» Excerpted data:

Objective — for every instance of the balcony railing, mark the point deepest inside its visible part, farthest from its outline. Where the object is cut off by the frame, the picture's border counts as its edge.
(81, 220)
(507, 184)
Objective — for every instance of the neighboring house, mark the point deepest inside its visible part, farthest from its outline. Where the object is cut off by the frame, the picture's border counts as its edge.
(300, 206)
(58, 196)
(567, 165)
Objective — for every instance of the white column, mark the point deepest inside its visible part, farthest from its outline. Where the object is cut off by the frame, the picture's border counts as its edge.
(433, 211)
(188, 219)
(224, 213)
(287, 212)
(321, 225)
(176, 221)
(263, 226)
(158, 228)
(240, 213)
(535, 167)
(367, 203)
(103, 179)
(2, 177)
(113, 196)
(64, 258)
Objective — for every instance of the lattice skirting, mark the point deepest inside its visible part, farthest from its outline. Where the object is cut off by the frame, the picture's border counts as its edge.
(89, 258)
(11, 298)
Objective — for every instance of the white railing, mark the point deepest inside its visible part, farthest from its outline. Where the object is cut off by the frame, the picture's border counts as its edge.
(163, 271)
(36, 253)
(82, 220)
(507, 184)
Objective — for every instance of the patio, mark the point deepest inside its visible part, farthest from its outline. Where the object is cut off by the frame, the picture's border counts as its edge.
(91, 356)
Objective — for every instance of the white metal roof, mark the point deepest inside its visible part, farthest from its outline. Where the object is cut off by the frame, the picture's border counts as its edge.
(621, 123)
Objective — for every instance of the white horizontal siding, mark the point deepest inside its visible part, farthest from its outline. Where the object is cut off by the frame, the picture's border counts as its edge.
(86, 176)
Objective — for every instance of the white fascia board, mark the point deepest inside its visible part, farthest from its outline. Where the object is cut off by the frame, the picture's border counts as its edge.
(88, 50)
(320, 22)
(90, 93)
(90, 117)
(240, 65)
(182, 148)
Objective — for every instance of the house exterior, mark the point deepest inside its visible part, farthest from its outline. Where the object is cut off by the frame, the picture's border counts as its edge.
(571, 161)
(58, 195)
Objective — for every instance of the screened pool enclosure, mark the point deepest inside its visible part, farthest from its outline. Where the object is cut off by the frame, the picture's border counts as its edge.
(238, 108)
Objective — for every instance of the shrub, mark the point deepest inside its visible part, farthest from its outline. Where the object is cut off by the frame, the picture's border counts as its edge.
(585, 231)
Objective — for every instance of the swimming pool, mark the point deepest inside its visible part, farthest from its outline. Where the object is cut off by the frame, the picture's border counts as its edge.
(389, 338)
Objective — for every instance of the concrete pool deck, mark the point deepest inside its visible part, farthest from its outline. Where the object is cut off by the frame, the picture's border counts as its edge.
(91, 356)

» What you are asked to do:
Copy every row above word for word, keeping the original line breaks and punctuation.

» The output:
Objective — for every instance of the balcony railing, mark the point deepest inside its visible part, farthest from its outline. Where the object is cut off by the frame, the picture's border counts as its edge.
(81, 220)
(507, 184)
Objective — for every instance of the neighboring house, mark the point deepest inside its visible part, farthest from its outline. Where the object is cut off by the frame, the picture's border counts as its edge.
(300, 206)
(58, 196)
(567, 165)
Objective — for every instance of the white column, mark the point deepest inside its visible part, farthest from its outline. Where the object is cut off by the frame, the picture's border counts as its edge.
(433, 211)
(188, 219)
(224, 213)
(287, 212)
(321, 225)
(176, 221)
(263, 226)
(158, 228)
(240, 213)
(535, 167)
(367, 203)
(103, 179)
(2, 177)
(113, 196)
(64, 258)
Objective — for every instance of the lattice skirting, mark the point deepest inside its visible part, farthest from its outline. Where the object is cut off by the frame, the picture's border counts as its edge.
(89, 258)
(11, 298)
Objective — for every instance of the white railing, mark the point deepest inside its visible part, farthest from its outline. Where the object is cut off by the frame, the picture's border counts as its edge.
(163, 271)
(36, 253)
(82, 220)
(507, 184)
Objective — for every instance of the patio, mark the point deepest inside its visible part, farthest from its outline. Where the object is cut off by the frame, the picture's border counts as its edge.
(91, 356)
Objective — for every instance of the white metal roof, mark the point deepest inside its visible part, farthest from its outline. Where the object is cut off by the frame, the picture's border counts as its edge.
(621, 123)
Objective — for every instance of the white horizontal siding, mark the point deepest inside its visible part, farthest from its outline. Where the object is cut off by the frame, the picture's border counts as its edge.
(86, 176)
Objective — for every instance of the white fascia board, mark the point deepest inside its visible part, farthest from its outline. Where the object is cut off by the frame, the picture's border counts as its edge.
(88, 50)
(320, 22)
(90, 93)
(90, 117)
(240, 65)
(182, 148)
Objective — for every instance of the house exterior, mark the point deepest inside its visible part, farthest from its outline. Where the object is cut off by the frame, the picture's border counts as its edge.
(571, 161)
(58, 195)
Objective — for every instance of the screened pool enclosure, mark the point deepest inside its visible part, farthest from its outline. Where the object is cut off by the frame, the picture's border counts as its edge.
(238, 108)
Objective — for every instance of the shrub, mark the point deepest inside its visible part, farthest from its outline. Where the object is cut off by the frame, the picture's border counts as its edge.
(585, 231)
Objective — for every instance of the swimming pool, mark the point deepest inside its visible part, farthest from its outline. Where the object is cut off by the frame, the picture's border counts as its edge.
(389, 338)
Objective — for every instance of the concrete pool deck, mark the point deepest inside its visible part, farthest from its outline. Where the object is cut off by the frame, the picture's border counts as its edge.
(91, 356)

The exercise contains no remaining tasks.